Requirement >> Reproduce every line of the listing below word for word, leaving out the pictures.

Location identification listing >>

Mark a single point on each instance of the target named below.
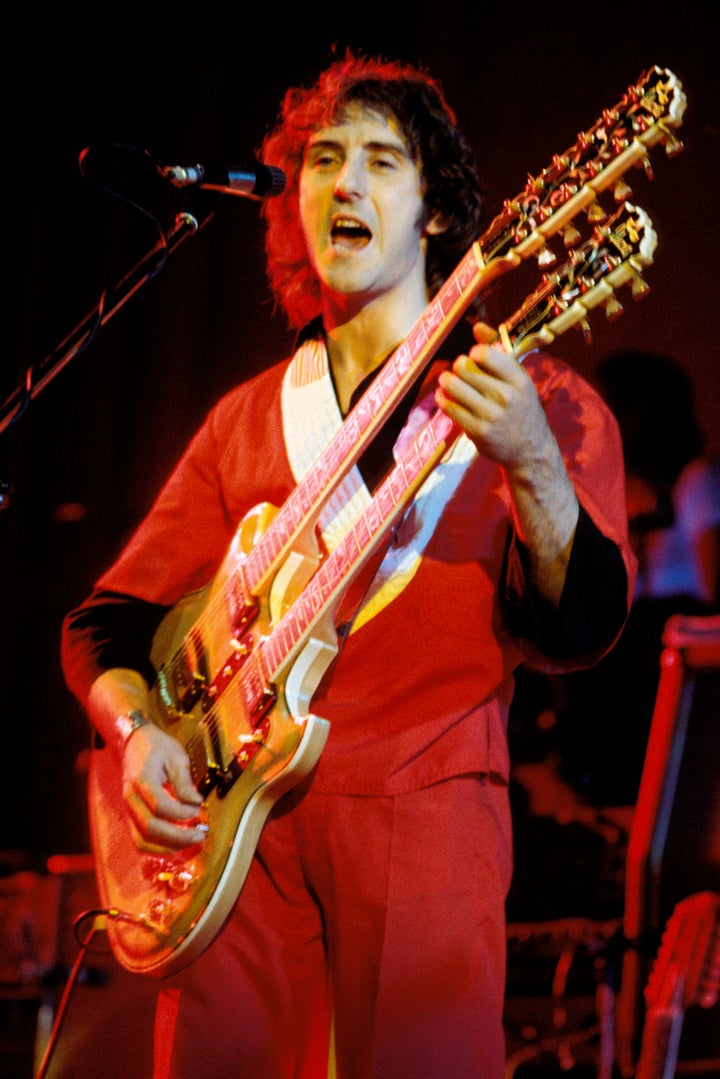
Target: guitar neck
(611, 258)
(647, 114)
(661, 1042)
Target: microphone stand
(41, 374)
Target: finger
(484, 333)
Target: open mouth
(348, 232)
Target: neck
(360, 341)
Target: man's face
(362, 209)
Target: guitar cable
(99, 920)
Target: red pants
(386, 913)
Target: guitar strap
(311, 417)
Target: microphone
(255, 181)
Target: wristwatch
(126, 724)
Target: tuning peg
(640, 287)
(570, 236)
(673, 146)
(613, 309)
(584, 327)
(648, 167)
(546, 257)
(622, 192)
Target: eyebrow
(374, 145)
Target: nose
(350, 182)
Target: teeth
(348, 222)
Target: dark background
(90, 453)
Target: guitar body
(166, 906)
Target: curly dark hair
(451, 186)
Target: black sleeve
(107, 630)
(594, 602)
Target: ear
(435, 226)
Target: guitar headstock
(687, 969)
(614, 255)
(650, 112)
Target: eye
(383, 162)
(323, 159)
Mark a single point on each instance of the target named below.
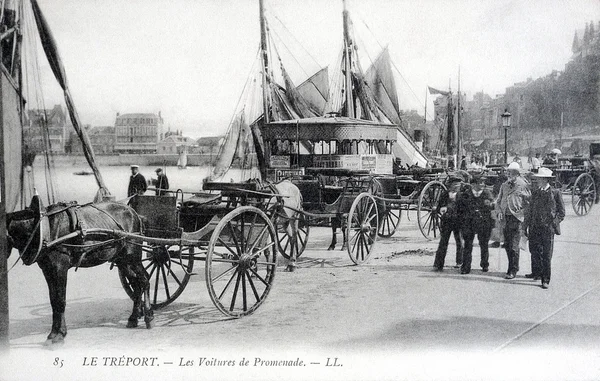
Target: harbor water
(69, 186)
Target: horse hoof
(59, 339)
(290, 268)
(150, 324)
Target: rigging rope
(395, 67)
(295, 39)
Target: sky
(189, 59)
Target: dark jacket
(546, 209)
(162, 182)
(449, 201)
(137, 185)
(475, 212)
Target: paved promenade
(390, 319)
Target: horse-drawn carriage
(579, 177)
(417, 190)
(230, 229)
(584, 191)
(348, 205)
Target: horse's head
(19, 226)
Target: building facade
(174, 144)
(54, 122)
(138, 133)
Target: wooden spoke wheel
(388, 218)
(389, 221)
(428, 209)
(583, 194)
(168, 269)
(290, 243)
(241, 261)
(362, 227)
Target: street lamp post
(506, 124)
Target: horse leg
(55, 267)
(344, 238)
(335, 222)
(134, 282)
(292, 232)
(145, 293)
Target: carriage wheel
(389, 218)
(241, 261)
(389, 222)
(286, 242)
(168, 271)
(428, 209)
(362, 227)
(583, 194)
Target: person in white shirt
(535, 163)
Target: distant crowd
(514, 211)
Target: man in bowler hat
(137, 182)
(161, 183)
(475, 205)
(510, 208)
(542, 221)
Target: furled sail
(238, 152)
(12, 130)
(315, 90)
(15, 155)
(51, 50)
(381, 82)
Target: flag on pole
(433, 91)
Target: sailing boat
(448, 120)
(16, 155)
(182, 160)
(298, 119)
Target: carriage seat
(201, 198)
(310, 191)
(159, 214)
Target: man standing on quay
(510, 207)
(475, 206)
(542, 221)
(137, 182)
(161, 183)
(450, 224)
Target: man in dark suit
(137, 182)
(510, 207)
(161, 183)
(474, 206)
(542, 221)
(449, 225)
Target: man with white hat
(137, 182)
(542, 221)
(552, 158)
(510, 206)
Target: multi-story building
(175, 143)
(138, 133)
(46, 125)
(103, 139)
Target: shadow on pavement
(474, 333)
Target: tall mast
(458, 140)
(265, 61)
(348, 64)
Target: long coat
(513, 197)
(546, 209)
(475, 212)
(137, 185)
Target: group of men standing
(533, 210)
(139, 186)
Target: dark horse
(65, 236)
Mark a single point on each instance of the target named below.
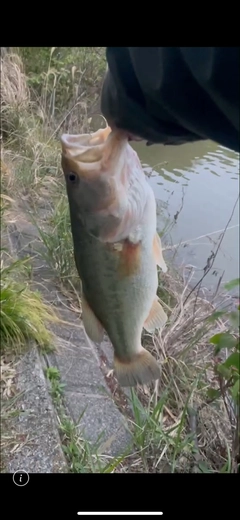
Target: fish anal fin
(129, 258)
(156, 318)
(141, 369)
(157, 253)
(92, 325)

Completed exercise >>
Mark a single point on each instance of the target named below.
Target: guitar neck
(611, 258)
(647, 114)
(661, 1042)
Target: microphone stand
(41, 374)
Target: finger
(484, 333)
Target: open mouth
(348, 232)
Target: neck
(360, 341)
Target: man's face
(362, 209)
Target: guitar cable
(99, 920)
Target: red pants
(386, 913)
Target: guitar strap
(311, 417)
Target: microphone
(255, 181)
Target: wristwatch
(126, 724)
Target: tuning peg
(640, 287)
(570, 236)
(673, 146)
(613, 309)
(584, 327)
(648, 167)
(546, 257)
(622, 192)
Target: eyebrow
(374, 145)
Target: nose
(350, 182)
Target: teeth
(348, 222)
Target: dark background
(90, 453)
Target: guitar body
(166, 906)
Target: curly dark hair
(451, 186)
Target: black sleeve
(107, 630)
(594, 602)
Target: ear
(435, 226)
Target: guitar headstock
(687, 969)
(614, 255)
(650, 112)
Target: eye
(383, 162)
(323, 159)
Mark a single point on each instance of the target named below.
Target: harbor water
(69, 186)
Target: horse hoof
(59, 339)
(290, 268)
(150, 324)
Target: rigging rope
(395, 67)
(295, 39)
Target: sky
(189, 59)
Target: dark jacket
(546, 209)
(162, 182)
(449, 201)
(137, 185)
(475, 212)
Target: paved promenade
(390, 319)
Target: horse-drawn carriage
(579, 177)
(417, 190)
(230, 229)
(584, 191)
(348, 205)
Target: horse's head
(19, 226)
Target: building facade
(174, 144)
(54, 122)
(138, 133)
Target: wooden spoke wheel
(388, 218)
(389, 221)
(428, 209)
(583, 194)
(168, 269)
(290, 243)
(241, 261)
(362, 227)
Target: street lamp post
(506, 124)
Target: horse leg
(55, 267)
(344, 238)
(335, 222)
(134, 282)
(292, 232)
(145, 293)
Target: carriage wheel
(389, 218)
(241, 261)
(389, 222)
(286, 242)
(168, 271)
(428, 209)
(362, 227)
(583, 194)
Target: person in white shirt
(535, 163)
Target: distant crowd
(514, 211)
Target: man in bowler hat
(137, 182)
(161, 183)
(475, 205)
(510, 208)
(542, 221)
Target: furled sail
(238, 152)
(12, 130)
(315, 90)
(15, 155)
(51, 50)
(381, 82)
Target: flag on pole
(433, 91)
Target: sailing boat
(448, 120)
(16, 155)
(182, 160)
(298, 119)
Target: carriage seat
(201, 198)
(310, 191)
(159, 214)
Target: man standing on quay
(510, 207)
(475, 206)
(542, 221)
(137, 182)
(161, 183)
(450, 224)
Target: man in dark suit
(137, 182)
(510, 207)
(161, 183)
(474, 206)
(542, 221)
(449, 225)
Target: man with white hat
(137, 182)
(542, 221)
(552, 158)
(510, 206)
Target: multi-story building
(175, 143)
(138, 133)
(46, 125)
(103, 139)
Target: shadow on pavement
(474, 333)
Target: tall mast
(458, 140)
(265, 61)
(348, 64)
Target: long coat
(513, 197)
(546, 209)
(475, 212)
(137, 185)
Target: group of men standing
(533, 210)
(139, 186)
Target: dark horse
(65, 236)
Mark a single point on each instance of the target named below.
Target: fish anal fin
(129, 258)
(156, 318)
(141, 369)
(157, 253)
(92, 325)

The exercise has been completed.